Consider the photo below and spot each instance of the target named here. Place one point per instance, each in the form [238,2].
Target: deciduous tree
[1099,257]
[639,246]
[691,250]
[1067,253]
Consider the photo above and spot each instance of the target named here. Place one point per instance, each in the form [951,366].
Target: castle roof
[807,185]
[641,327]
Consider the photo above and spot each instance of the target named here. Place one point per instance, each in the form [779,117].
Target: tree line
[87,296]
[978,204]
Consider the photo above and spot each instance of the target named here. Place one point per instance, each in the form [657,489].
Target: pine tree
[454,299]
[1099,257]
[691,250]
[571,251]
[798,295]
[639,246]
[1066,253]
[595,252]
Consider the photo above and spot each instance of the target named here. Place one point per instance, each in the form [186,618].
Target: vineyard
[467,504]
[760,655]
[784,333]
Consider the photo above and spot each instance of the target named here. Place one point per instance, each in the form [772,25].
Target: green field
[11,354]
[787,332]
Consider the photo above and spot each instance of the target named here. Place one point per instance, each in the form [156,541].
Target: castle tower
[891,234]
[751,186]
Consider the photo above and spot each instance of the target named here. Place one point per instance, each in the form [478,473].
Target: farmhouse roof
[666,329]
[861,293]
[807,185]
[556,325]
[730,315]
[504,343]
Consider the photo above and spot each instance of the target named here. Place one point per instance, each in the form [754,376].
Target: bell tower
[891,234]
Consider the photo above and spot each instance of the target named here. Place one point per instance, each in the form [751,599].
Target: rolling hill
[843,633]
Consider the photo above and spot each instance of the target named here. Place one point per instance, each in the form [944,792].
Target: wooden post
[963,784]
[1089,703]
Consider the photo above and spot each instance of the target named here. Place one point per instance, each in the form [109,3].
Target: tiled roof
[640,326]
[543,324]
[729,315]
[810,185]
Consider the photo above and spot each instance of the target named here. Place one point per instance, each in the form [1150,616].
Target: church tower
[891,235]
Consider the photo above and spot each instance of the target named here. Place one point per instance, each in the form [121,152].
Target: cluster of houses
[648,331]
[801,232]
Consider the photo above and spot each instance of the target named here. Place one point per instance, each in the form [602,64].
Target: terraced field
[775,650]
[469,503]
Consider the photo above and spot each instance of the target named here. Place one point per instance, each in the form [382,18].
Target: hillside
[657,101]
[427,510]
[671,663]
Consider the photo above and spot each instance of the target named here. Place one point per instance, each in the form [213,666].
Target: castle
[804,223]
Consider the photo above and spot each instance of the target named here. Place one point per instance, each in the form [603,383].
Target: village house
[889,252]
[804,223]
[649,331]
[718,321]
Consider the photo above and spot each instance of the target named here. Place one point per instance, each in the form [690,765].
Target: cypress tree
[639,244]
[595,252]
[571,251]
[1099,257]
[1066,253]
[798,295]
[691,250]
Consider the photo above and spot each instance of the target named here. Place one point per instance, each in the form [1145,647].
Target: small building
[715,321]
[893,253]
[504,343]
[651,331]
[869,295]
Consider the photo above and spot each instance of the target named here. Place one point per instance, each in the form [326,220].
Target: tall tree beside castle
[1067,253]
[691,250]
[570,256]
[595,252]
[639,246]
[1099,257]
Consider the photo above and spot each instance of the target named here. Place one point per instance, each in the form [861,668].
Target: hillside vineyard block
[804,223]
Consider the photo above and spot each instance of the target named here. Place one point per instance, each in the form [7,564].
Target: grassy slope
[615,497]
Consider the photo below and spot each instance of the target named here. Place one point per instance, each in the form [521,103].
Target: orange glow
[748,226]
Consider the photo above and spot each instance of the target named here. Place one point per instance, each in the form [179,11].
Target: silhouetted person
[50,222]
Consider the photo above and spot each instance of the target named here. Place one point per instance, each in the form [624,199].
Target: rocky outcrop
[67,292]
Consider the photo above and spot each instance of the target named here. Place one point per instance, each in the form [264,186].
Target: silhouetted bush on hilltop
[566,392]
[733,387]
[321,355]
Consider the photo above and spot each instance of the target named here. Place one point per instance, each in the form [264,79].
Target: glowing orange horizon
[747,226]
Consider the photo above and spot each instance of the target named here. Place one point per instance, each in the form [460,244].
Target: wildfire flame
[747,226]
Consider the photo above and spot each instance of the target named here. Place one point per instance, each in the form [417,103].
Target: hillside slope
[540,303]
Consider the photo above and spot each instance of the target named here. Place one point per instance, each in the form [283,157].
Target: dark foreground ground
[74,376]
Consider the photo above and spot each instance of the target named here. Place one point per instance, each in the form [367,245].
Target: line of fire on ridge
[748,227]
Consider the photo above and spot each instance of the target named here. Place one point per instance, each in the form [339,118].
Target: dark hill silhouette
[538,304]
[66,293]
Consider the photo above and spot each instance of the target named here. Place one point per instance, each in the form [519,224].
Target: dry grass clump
☆ ☆ ☆
● What the task requires
Every line from the one containing "the form [519,224]." through the last line of the entries must be written out verbatim, and no other line.

● Completed task
Consider the photo above and spot each instance of the target named here. Place one point per instance, each in the form [519,224].
Target: dry grass clump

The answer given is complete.